(Point-per-instance localization data)
**********

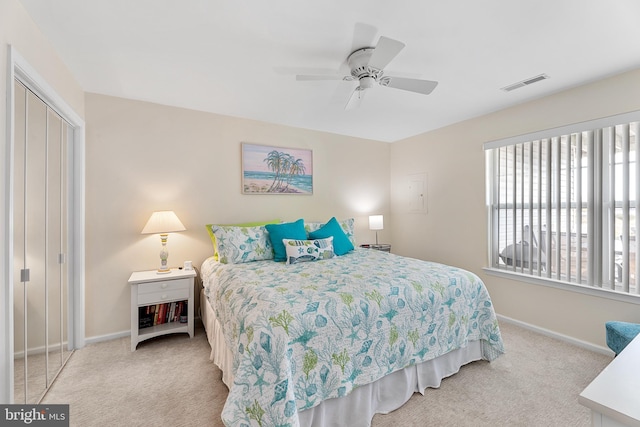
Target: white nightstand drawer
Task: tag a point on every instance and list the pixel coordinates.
(163, 286)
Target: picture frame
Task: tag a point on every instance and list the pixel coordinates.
(268, 169)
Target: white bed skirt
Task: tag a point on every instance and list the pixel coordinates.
(359, 407)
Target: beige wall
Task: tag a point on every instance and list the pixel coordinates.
(143, 157)
(454, 228)
(17, 29)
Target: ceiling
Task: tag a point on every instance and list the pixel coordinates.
(240, 58)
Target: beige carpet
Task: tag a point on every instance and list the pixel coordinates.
(169, 381)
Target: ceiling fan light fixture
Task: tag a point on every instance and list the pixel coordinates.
(366, 82)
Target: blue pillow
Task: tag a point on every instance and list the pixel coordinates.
(341, 243)
(288, 230)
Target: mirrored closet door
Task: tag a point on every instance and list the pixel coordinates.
(41, 288)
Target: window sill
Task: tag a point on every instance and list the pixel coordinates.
(582, 289)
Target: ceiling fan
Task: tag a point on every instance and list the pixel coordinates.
(367, 67)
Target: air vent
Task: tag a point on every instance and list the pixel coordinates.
(526, 82)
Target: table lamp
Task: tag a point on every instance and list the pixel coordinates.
(376, 222)
(163, 223)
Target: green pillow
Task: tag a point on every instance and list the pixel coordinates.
(244, 224)
(288, 230)
(341, 243)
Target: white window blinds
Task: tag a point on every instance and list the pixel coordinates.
(563, 203)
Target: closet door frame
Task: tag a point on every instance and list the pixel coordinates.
(21, 70)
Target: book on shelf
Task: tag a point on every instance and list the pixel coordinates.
(158, 314)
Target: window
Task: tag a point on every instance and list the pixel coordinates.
(563, 204)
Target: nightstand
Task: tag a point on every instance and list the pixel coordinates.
(161, 304)
(384, 247)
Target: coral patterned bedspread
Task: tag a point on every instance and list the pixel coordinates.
(307, 332)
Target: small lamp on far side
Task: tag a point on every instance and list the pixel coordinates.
(163, 223)
(376, 222)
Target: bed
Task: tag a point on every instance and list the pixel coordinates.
(334, 341)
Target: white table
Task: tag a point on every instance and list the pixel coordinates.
(614, 395)
(150, 288)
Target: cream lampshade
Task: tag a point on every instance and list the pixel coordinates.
(376, 222)
(163, 223)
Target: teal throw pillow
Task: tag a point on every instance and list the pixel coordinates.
(341, 243)
(288, 230)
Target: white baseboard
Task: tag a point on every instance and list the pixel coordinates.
(108, 337)
(566, 338)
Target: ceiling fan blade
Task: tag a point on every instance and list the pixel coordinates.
(310, 77)
(385, 51)
(356, 98)
(412, 85)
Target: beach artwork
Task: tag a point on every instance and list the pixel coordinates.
(276, 170)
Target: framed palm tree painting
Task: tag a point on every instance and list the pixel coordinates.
(276, 170)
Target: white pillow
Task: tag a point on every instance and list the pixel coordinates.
(308, 250)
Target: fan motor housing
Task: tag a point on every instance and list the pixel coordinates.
(359, 63)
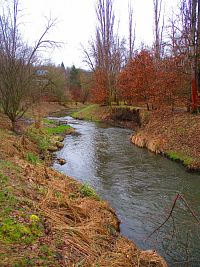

**********

With the pictures set aside, please write out all of the records above exactly.

Target: white nightstand drawer
Task: tag a point on every instance and list the pixel coordinates.
(163, 286)
Target: picture frame
Task: tag a point on every instance and list the pixel coordinates.
(268, 169)
Target: white bed skirt
Task: tag a point on every instance and list the pixel coordinates.
(359, 407)
Target: beige wall
Task: tag a point on every instance and list the pixel coordinates.
(143, 157)
(454, 228)
(17, 29)
Target: ceiling
Task: tag a point on every instance and list the pixel coordinates.
(240, 58)
Target: beige carpet
Task: tag a point on every instance and list the pixel coordinates.
(169, 381)
Target: ceiling fan light fixture
Task: tag a point on every instance and list the pixel coordinates.
(366, 82)
Target: blue pillow
Task: tag a point on every instance and list the pixel coordinates.
(341, 243)
(288, 230)
Target: mirrored closet door
Task: tag a point on every instance and list the pixel coordinates.
(41, 288)
Target: window sill
Task: tag a point on every instance and list the pixel coordinates.
(582, 289)
Target: ceiling fan
Task: tag a point on every instance and list the pixel coordinates.
(367, 67)
Target: air vent
Task: tag a point on every instance and list the pixel coordinates.
(526, 82)
Target: table lamp
Task: tag a point on every instance and list the pixel coordinates.
(376, 222)
(163, 223)
Target: green pillow
Task: tag a point on every instance and list the pixel coordinates.
(244, 224)
(288, 230)
(341, 243)
Target: white window blinds
Task: tag a point on every instance and list the pixel coordinates.
(563, 203)
Target: closet door frame
Task: tag a point on every instance and list the pixel coordinates.
(21, 70)
Target: book on shelf
Task: tag a point on every instance and list the pixel coordinates.
(158, 314)
Target: window
Task: tag a point on every instance and list the pixel coordinates.
(563, 204)
Target: nightstand
Task: tag a point on every instance and list the pixel coordinates.
(161, 304)
(384, 247)
Target: coral patterned bedspread
Task: tag a point on every instance and list the pixel coordinates.
(307, 332)
Target: small lamp on far side
Task: tag a point on every instance and list the pixel coordinates.
(163, 223)
(376, 222)
Target: bed
Task: tag a point on every instance and list the pixel coordinates.
(334, 341)
Target: white table
Task: tag a point on every instance and list the pixel coordinates.
(614, 395)
(150, 288)
Target: cream lampshade
Task: tag a point on every instance and list the pixel coordinates.
(376, 222)
(163, 223)
Target: teal throw pillow
Task: tag a point on every instance and list the pixel coordinates.
(341, 243)
(288, 230)
Target: white baseboard
Task: tag a point on every instance and list the pixel coordinates.
(108, 337)
(566, 338)
Target: ceiling fan blade
Task: tag a point on every instance and list the pixel coordinates.
(310, 77)
(385, 51)
(356, 98)
(412, 85)
Target: beach artwork
Task: tag a point on every instance and list the pixel coordinates.
(276, 170)
Target: framed palm tree painting
Task: tag a point on every instance and list the pixel coordinates.
(276, 170)
Target: white pillow
Task: tag a point on every instance and list the pixel coordinates.
(308, 250)
Target: fan motor housing
Task: tag a point on every instance and list the pixel coordinates.
(359, 63)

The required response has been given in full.